DOCUMENT SEGMENT: Begin

In order to explain the relationship between anti-inflammatory and analgesic effects, we also detected the volume of the hind paw after injecting formalin for 1 h. Pethidine as the opium receptor drugs could not decrease the paw volumes. P.E. extract increased the paw volume, while EtOAc part decreased the paw volume in the same condition, which revealed the presence of different chemicals in different parts of WCAW.

The phytochemical analysis of ME revealed the presence of flavonoids, phenolic acids and anthraquinones compounds by HPLC (Hu et al., 2009). Sixty-eight compounds by HPLC-ESI-MS were detected from ME and 41 of them were identified. Saccharides or proteins contained in the H₂O fraction were not detected. As shown in Figure 5, the peaks were different in the extracts and certain compounds contained in the different extracts were overlapping, which may explain the different antinociceptive activities of the extracts. Most of the identified chemical compounds possessed the antinociceptive or anti-inflammatory effects. Sesquiterpene lactones such as costunolide and dehydrocostus lactone as principal components of Aucklandia lappa could inhibit the transudative, exudative and proliferative phases of inflammation (Damre et al., 2003). Hesperidin, as the main compound of Fructus Aurantii, stimulated the gastrointestinal movement (Fang et al., 2009), exhibited antinociceptive activities in the abdominal writhing and hot-plate test (Loscalzo et al., 2011) and showed anti-inflammatory properties (Manthey et al., 2001). Naringenin, magnolol and muscone showed anti-inflammatory effects (Hsu et al., 2004; Liang et al., 2010; Park et al., 2004; Tsai et al., 1999; Wang et al., 1995). Anthraquinone derivatives including aloe-emodin, rhein and sennosides also showed anti-inflammatory effects (Ma et al., 2009). Magnolol and honokiol also inhibited the second phase in the formalin test by inhibition of glutamate receptors and suppression of inflammatory mediators including PGE2 (Lee et al., 2011; Li et al., 2007; Lin et al., 2009). It was reported that the compounds exhibited the effects by synergy like three compounds of rhein, magnolol and naringenin exerted combined anti-inflammatory effect in a tradition Chinese formula (Tseng et al., 2006). From the view point of analgesic effects, ME exhibited better powerful activity than other four fractions, which may be the synergistic effect of some chemical constituents. So further work is to identify the active compounds and also to acknowledge the proportionment of the compounds.

DOCUMENT SEGMENT: End
SOURCE INFORMATION: Begin

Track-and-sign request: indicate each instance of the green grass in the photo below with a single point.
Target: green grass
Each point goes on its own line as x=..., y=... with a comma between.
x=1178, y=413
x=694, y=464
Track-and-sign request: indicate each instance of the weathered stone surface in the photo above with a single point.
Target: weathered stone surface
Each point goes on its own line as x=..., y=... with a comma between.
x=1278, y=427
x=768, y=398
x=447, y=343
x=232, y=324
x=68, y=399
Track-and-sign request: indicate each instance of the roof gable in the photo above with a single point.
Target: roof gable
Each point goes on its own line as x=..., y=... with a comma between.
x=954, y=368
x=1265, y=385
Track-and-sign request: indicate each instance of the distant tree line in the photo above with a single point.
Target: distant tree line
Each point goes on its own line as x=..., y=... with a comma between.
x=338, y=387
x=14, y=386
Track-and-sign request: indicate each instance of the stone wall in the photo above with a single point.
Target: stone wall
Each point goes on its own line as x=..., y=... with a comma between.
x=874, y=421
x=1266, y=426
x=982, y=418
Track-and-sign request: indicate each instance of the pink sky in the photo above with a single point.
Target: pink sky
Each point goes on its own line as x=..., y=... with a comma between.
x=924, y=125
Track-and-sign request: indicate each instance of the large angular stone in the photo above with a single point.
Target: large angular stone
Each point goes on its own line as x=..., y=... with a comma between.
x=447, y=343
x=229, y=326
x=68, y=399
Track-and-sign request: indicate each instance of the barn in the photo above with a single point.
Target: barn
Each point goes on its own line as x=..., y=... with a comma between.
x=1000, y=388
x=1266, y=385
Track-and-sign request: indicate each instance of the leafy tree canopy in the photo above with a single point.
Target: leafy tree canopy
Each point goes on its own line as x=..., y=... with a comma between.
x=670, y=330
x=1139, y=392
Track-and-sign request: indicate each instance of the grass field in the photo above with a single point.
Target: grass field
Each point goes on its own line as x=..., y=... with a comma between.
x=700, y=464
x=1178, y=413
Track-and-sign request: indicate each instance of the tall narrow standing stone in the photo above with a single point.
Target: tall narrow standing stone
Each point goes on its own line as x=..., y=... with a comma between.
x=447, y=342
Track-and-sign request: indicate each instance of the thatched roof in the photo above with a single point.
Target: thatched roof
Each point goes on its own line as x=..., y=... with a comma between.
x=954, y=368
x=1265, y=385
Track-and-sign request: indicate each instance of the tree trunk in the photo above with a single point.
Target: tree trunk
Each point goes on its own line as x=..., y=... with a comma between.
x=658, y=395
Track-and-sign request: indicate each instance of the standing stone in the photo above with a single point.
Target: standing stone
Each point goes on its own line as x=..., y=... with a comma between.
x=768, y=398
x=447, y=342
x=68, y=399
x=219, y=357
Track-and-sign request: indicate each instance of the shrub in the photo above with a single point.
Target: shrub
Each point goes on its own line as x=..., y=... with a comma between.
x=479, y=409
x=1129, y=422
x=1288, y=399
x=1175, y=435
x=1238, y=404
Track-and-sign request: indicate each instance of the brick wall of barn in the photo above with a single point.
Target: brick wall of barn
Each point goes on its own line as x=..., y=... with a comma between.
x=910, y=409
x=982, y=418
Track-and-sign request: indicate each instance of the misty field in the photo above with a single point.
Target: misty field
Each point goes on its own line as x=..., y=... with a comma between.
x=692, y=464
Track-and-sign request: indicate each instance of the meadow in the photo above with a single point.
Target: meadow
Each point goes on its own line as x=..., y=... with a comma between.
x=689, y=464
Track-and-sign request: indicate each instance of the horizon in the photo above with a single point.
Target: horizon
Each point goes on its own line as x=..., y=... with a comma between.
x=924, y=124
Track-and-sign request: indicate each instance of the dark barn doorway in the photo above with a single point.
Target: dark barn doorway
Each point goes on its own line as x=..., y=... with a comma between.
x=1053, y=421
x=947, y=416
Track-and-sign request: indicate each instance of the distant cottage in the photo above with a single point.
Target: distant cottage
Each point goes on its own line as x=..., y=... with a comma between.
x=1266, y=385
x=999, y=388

SOURCE INFORMATION: End

_PROBLEMS TO SOLVE:_
1. Answer these questions from the passage on the WCAW extracts:
(a) Which opium receptor drug could not decrease the paw volumes?
(b) How many compounds were detected from ME by HPLC-ESI-MS, and how many of them were identified?
(c) What is the main compound of Fructus Aurantii?
2. Please repeat the passage on the WCAW extracts word for word between "In order to" and "parts of WCAW.", inclusive.

_LIST OF ANSWERS:_
1.
(a) Pethidine
(b) Sixty-eight were detected, and 41 were identified.
(c) Hesperidin

2.
In order to explain the relationship between anti-inflammatory and analgesic effects, we also detected the volume of the hind paw after injecting formalin for 1 h. Pethidine as the opium receptor drugs could not decrease the paw volumes. P.E. extract increased the paw volume, while EtOAc part decreased the paw volume in the same condition, which revealed the presence of different chemicals in different parts of WCAW.